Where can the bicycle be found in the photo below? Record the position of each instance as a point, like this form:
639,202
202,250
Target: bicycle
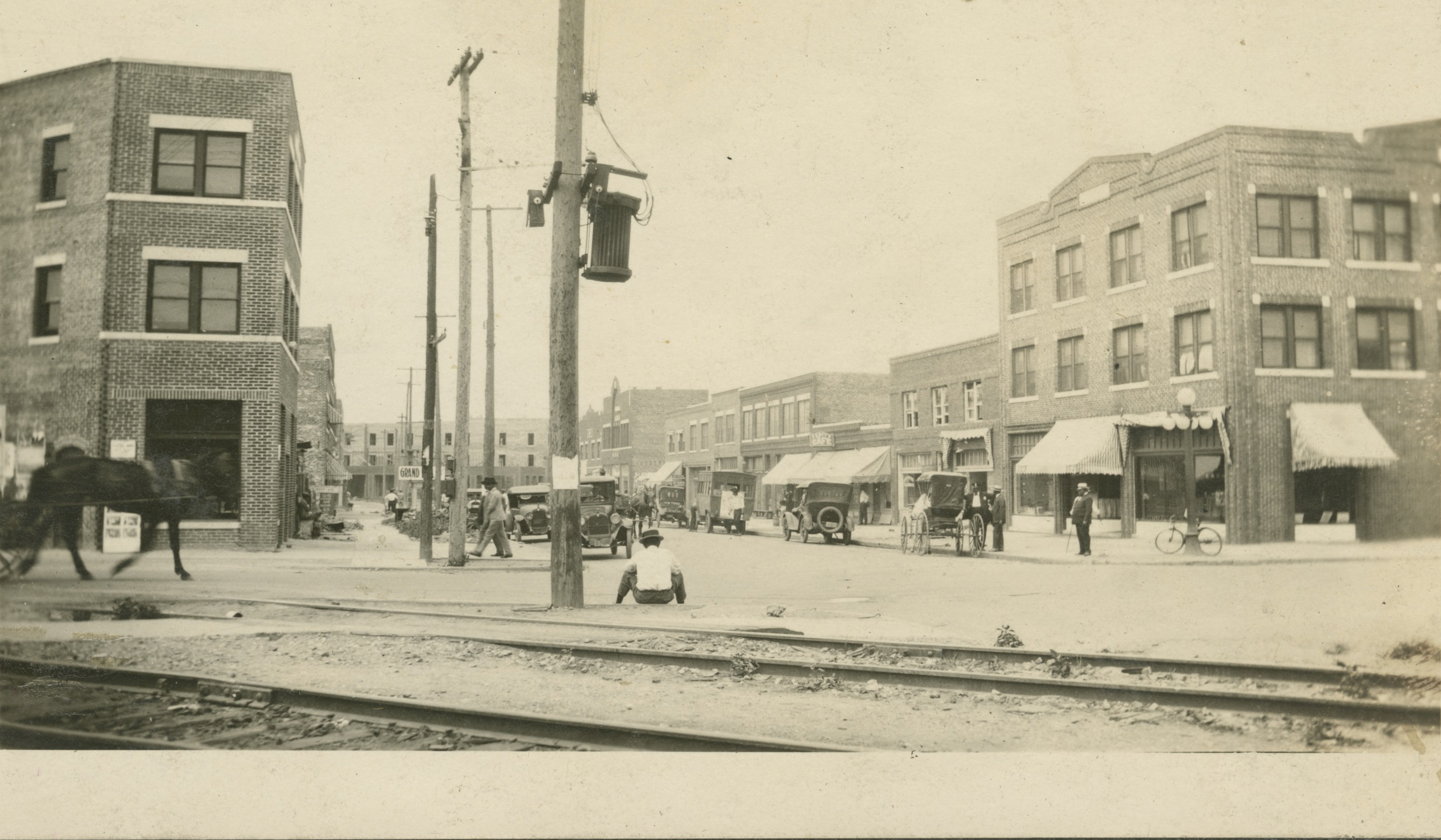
1173,539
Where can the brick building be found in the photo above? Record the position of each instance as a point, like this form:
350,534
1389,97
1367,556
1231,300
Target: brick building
320,420
633,430
944,409
1290,278
150,232
816,413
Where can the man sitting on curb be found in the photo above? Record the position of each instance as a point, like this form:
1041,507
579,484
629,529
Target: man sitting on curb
655,575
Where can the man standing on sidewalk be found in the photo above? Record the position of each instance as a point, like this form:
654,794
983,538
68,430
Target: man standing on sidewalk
1081,511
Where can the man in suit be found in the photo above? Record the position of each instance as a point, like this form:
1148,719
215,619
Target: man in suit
1081,512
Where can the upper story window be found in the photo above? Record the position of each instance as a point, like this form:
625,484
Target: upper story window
199,164
972,393
1024,371
1128,355
1126,255
1191,232
1195,338
1070,273
1071,363
1381,231
195,297
1022,288
1290,336
55,169
1384,340
1287,227
48,283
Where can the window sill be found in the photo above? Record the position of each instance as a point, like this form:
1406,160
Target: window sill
1201,268
1127,287
1388,374
1371,265
1299,372
1291,261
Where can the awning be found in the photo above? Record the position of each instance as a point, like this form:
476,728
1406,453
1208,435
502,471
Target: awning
1088,446
1336,434
871,464
784,469
659,476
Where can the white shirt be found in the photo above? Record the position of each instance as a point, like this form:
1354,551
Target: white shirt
653,568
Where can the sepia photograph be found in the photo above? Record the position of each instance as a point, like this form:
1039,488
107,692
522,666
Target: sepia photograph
427,414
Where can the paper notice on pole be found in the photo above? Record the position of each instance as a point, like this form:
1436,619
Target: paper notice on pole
565,473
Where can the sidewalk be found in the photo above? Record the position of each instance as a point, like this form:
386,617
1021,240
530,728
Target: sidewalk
1050,548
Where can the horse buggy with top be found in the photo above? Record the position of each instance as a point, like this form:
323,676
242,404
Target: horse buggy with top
944,512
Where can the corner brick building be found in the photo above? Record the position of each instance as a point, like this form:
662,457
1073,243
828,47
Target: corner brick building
1290,278
150,228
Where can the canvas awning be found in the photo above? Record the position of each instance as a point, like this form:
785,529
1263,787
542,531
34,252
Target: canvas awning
1087,446
1336,434
659,476
783,470
871,464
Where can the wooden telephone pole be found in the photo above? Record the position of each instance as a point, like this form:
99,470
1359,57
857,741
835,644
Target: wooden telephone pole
567,587
459,503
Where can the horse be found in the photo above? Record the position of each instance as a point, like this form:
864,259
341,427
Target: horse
62,489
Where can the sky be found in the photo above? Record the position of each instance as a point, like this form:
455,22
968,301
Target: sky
828,175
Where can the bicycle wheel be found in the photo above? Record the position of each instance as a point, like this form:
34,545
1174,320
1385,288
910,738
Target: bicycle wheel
1170,541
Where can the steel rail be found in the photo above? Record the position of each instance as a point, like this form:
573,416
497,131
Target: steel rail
524,725
1094,690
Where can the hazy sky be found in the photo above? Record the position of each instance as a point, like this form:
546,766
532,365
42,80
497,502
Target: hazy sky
828,175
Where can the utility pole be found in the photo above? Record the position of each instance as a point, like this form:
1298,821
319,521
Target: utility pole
567,585
431,381
459,507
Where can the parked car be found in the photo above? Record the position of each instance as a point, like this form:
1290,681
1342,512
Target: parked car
529,511
823,507
603,521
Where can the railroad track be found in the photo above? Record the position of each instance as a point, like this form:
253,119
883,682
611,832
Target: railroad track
48,705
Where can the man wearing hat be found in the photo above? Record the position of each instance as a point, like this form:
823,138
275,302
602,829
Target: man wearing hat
655,575
493,512
1081,511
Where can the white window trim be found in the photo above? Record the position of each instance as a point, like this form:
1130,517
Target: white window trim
1195,376
186,123
1127,287
1201,268
1358,374
1291,261
1374,265
1299,372
195,254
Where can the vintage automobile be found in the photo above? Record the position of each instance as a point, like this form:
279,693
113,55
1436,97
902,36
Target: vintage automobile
670,505
820,507
529,512
713,483
605,522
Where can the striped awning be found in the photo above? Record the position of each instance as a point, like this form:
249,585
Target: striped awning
1085,446
1336,434
784,469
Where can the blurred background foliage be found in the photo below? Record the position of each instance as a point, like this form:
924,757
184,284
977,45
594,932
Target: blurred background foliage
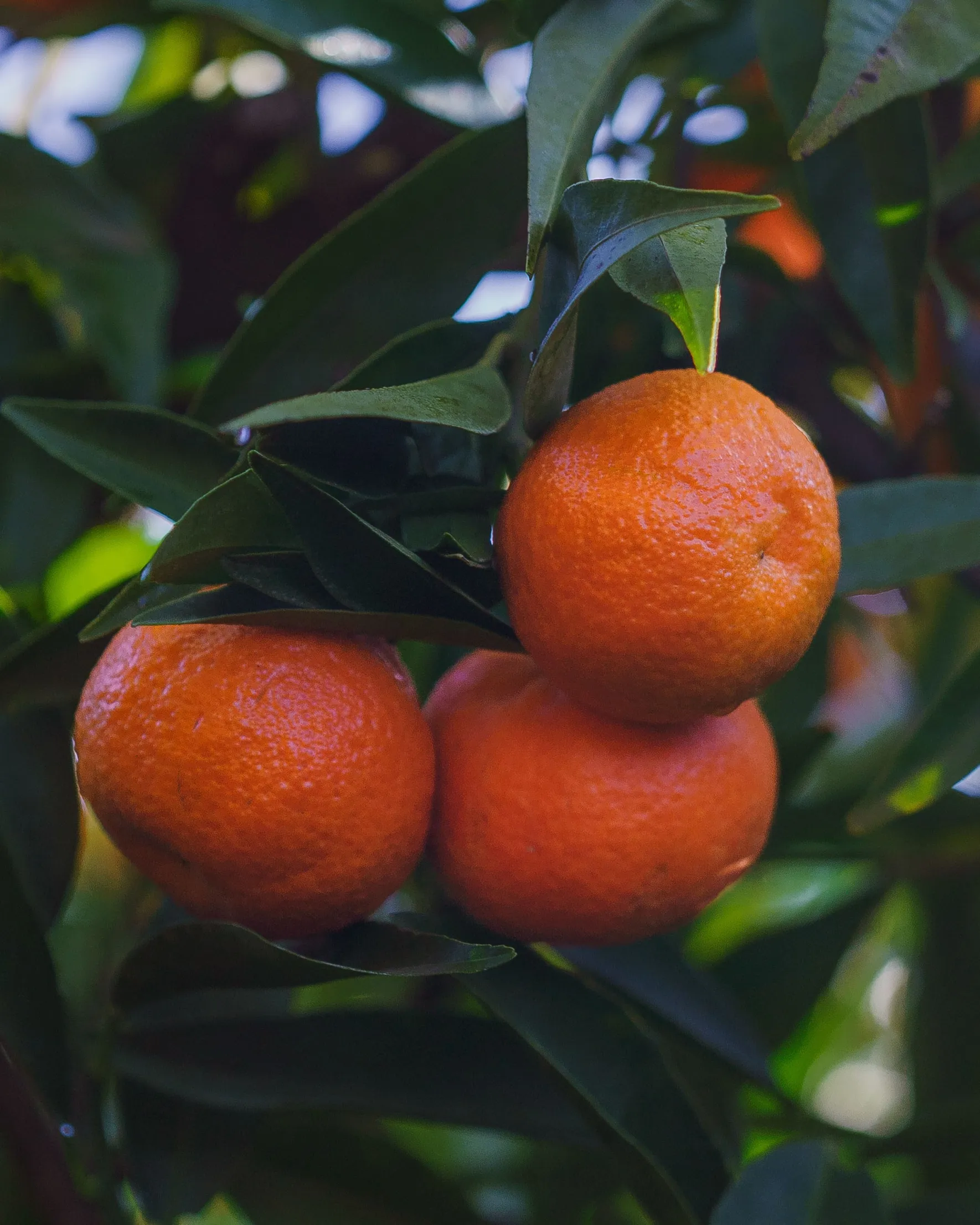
808,1049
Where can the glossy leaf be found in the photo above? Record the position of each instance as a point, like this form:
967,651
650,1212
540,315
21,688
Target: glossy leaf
425,352
680,275
942,748
363,567
580,55
111,282
39,807
868,193
618,1073
49,665
146,455
238,516
440,1067
205,956
656,974
410,256
881,52
896,531
240,606
958,170
413,56
608,221
800,1183
474,400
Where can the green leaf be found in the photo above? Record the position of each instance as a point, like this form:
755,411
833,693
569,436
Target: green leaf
31,1015
445,1068
896,531
49,666
580,56
43,508
776,896
800,1183
107,283
412,58
437,348
238,516
240,606
619,1076
474,400
680,275
606,222
39,807
880,52
657,975
362,567
958,170
408,257
146,455
139,596
941,749
869,192
206,956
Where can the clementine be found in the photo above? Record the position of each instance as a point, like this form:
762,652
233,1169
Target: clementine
556,824
280,779
669,548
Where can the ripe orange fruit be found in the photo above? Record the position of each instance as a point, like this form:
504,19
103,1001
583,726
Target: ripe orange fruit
669,548
556,824
278,779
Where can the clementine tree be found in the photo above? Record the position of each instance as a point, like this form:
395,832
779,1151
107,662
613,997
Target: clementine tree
607,370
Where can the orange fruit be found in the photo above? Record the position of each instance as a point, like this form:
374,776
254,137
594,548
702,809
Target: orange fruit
556,824
274,778
669,547
787,237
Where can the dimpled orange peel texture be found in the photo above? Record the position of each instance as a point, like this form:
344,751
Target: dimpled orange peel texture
278,779
669,547
555,824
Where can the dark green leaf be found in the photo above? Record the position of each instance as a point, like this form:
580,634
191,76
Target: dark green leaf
239,516
243,606
410,256
896,531
800,1183
424,352
347,1170
618,1073
39,807
869,192
146,455
110,280
881,52
580,56
940,750
958,170
31,1016
43,508
360,566
179,1155
608,221
680,273
444,1068
413,56
49,665
205,956
136,597
474,400
656,974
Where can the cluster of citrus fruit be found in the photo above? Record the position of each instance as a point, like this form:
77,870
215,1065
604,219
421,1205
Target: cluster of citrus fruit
667,551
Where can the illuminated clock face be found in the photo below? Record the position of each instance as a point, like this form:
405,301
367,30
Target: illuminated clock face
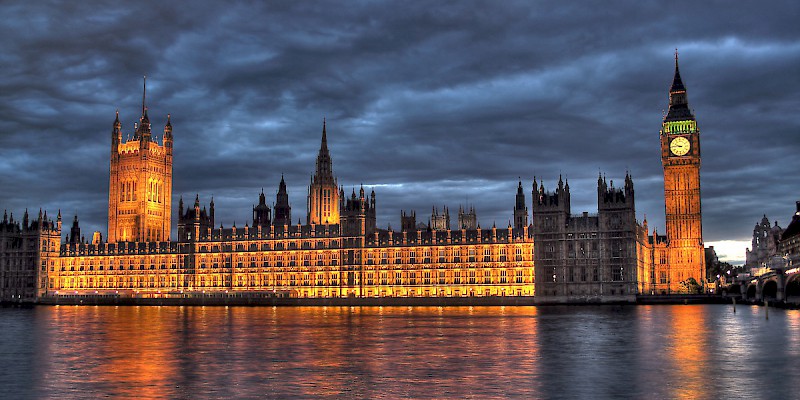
679,146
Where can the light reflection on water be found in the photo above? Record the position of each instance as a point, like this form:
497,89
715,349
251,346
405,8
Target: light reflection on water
682,352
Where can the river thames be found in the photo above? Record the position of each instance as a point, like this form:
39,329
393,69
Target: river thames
682,352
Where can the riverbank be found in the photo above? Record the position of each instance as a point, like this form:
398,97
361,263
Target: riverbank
239,300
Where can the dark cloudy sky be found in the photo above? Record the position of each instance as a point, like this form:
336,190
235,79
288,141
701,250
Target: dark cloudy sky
427,102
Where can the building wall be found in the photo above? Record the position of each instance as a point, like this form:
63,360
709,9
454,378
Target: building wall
27,251
140,185
588,256
304,264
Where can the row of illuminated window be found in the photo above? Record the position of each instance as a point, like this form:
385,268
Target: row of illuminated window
387,278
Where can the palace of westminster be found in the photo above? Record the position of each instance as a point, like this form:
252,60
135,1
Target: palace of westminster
551,254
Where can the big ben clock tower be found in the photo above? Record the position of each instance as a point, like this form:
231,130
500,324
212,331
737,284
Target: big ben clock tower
680,156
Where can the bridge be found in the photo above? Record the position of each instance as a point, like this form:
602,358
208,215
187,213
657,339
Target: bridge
777,282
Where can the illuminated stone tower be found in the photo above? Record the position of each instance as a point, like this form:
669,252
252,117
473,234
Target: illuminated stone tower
680,156
140,185
520,209
323,193
283,211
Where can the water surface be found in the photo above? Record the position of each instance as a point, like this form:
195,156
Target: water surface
680,352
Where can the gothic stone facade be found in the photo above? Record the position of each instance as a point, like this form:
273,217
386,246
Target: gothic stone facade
588,257
340,252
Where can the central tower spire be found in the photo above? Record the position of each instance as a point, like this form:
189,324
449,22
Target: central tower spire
324,170
678,102
323,193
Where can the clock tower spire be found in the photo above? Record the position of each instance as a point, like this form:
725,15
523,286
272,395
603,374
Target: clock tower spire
680,157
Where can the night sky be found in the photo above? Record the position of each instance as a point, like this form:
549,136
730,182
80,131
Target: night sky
429,104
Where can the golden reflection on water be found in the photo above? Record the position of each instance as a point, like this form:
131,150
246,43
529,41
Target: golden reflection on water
413,352
688,351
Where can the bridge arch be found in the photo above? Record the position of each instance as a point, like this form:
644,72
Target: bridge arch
793,287
770,290
751,292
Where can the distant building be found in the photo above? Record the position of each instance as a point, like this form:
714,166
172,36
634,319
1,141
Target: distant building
341,252
790,238
764,244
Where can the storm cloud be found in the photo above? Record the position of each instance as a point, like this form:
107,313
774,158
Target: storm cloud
429,103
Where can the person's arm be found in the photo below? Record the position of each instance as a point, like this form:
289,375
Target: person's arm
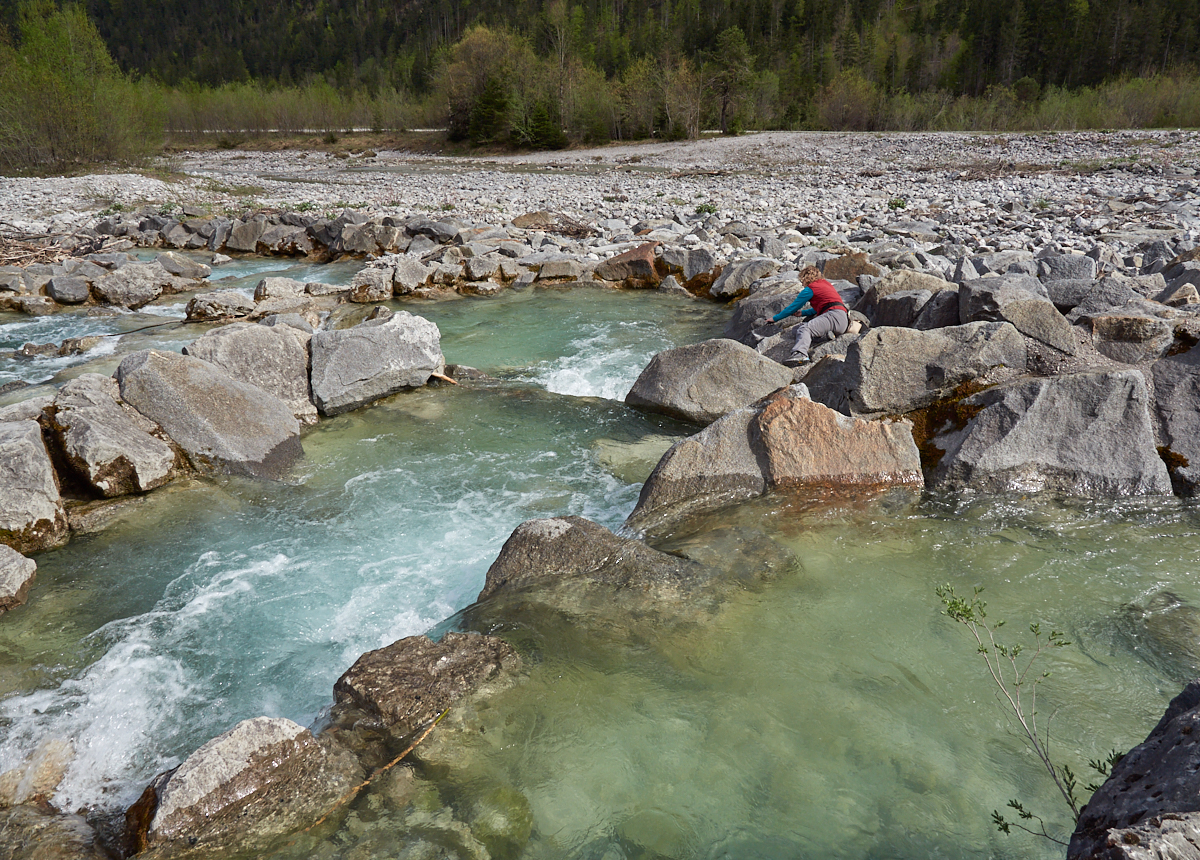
803,299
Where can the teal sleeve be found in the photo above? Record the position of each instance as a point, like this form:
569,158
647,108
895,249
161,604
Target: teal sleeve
801,301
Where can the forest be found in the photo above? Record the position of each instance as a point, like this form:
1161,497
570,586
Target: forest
544,73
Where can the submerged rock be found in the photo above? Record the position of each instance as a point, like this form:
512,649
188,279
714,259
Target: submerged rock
223,425
31,515
409,683
263,779
275,358
117,451
1083,434
702,382
355,366
1150,805
16,576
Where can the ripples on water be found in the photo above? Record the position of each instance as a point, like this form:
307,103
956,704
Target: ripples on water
832,713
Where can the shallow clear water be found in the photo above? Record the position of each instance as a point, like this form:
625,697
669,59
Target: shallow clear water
829,713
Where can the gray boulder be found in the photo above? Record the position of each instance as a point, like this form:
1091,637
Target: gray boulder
894,371
1177,407
209,307
115,451
132,286
31,516
223,425
274,358
375,359
409,683
784,441
263,779
737,278
545,552
703,382
1085,434
16,576
1020,300
1149,809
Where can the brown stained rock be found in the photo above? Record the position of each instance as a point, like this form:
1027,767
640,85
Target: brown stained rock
640,264
850,266
810,445
261,780
411,681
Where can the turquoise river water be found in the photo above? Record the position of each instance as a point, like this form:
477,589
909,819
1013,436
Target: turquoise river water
828,713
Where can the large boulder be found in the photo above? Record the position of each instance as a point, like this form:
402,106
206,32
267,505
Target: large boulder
409,683
263,779
275,358
1150,806
1177,407
544,552
703,382
223,425
894,371
784,441
114,450
31,515
375,359
1085,434
16,576
1020,300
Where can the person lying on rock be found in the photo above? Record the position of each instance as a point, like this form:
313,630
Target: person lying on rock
827,314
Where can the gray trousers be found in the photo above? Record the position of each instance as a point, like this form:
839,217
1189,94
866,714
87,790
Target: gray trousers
834,320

----------------------------------------

▶ _Task to carry out_
Beginning at the line where "Where can the brown" appears, extract each line through the end of the data above; keep them exact and include nothing else.

▶ _Result below_
Where can the brown stained rock be found in the photo above? Record the position of each instance as a point, like this form:
1027,767
640,85
Target: brown stained rock
640,264
850,266
810,445
261,780
411,681
Where can the turquoise river water be found in the photo above? Record the position of each instance as a point, like this form:
477,589
909,819
1013,436
Target: turquoise river water
828,713
Where can the large boulder be found in the photo above? Record the position of each instance as a point, like this form:
402,106
206,32
267,505
Target: large boulder
409,683
263,779
275,358
1150,806
1177,407
544,552
703,382
223,425
894,371
784,441
114,450
31,515
375,359
1085,434
16,576
1020,300
Where can the person lying on rock be found in the photo above? Record the position of each instance as a point, like this form:
313,630
Target: person lying on rock
827,314
Where can the gray trousers be found in the photo above? Record the position of each instance as a point, like this form:
839,217
1189,94
866,714
87,790
Target: gray trousers
834,320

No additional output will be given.